(Natural-language object grounding data)

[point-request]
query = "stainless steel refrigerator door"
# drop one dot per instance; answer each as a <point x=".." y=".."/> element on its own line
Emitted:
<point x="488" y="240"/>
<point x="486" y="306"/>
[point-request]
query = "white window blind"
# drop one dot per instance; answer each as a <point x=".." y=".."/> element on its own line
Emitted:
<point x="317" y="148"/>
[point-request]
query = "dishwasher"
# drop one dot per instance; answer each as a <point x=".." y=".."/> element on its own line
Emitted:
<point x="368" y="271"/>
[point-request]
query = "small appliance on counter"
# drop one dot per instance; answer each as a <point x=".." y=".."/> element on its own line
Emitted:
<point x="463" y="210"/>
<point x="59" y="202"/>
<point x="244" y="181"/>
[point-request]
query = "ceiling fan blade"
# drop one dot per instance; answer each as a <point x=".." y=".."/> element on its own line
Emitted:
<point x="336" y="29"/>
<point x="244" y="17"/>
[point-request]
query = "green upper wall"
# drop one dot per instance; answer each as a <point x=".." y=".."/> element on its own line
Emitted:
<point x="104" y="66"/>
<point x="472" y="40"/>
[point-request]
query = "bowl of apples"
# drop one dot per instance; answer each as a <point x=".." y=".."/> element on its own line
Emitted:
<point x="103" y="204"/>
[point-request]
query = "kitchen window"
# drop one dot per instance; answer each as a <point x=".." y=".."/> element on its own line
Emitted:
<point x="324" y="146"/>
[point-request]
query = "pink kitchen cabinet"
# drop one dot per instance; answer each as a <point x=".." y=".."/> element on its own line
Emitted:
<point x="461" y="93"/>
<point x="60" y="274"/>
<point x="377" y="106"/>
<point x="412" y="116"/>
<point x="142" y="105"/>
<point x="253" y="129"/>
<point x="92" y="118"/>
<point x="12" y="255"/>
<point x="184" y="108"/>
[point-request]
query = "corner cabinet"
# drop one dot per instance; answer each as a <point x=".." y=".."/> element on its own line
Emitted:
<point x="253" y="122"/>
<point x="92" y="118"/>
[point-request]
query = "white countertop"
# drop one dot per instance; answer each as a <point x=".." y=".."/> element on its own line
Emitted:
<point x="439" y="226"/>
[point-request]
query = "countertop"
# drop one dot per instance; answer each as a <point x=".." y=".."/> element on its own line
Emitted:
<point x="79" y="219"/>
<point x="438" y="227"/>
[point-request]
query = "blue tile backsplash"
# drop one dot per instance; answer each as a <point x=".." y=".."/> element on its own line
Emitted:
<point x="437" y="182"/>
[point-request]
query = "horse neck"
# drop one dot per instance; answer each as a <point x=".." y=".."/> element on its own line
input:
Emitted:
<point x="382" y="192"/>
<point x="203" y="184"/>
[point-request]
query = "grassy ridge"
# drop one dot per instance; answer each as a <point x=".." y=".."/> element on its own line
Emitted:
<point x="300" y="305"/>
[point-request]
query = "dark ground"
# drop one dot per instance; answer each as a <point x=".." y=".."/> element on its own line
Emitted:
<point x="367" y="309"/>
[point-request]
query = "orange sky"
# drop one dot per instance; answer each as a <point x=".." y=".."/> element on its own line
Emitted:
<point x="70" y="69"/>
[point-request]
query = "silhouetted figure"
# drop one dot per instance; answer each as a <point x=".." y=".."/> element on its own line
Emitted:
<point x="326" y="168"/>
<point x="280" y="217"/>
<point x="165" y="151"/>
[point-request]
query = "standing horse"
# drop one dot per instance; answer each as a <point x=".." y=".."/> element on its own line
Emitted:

**The problem**
Please give the number of lines above that contain "window", without any other words.

**Solution to the exercise**
2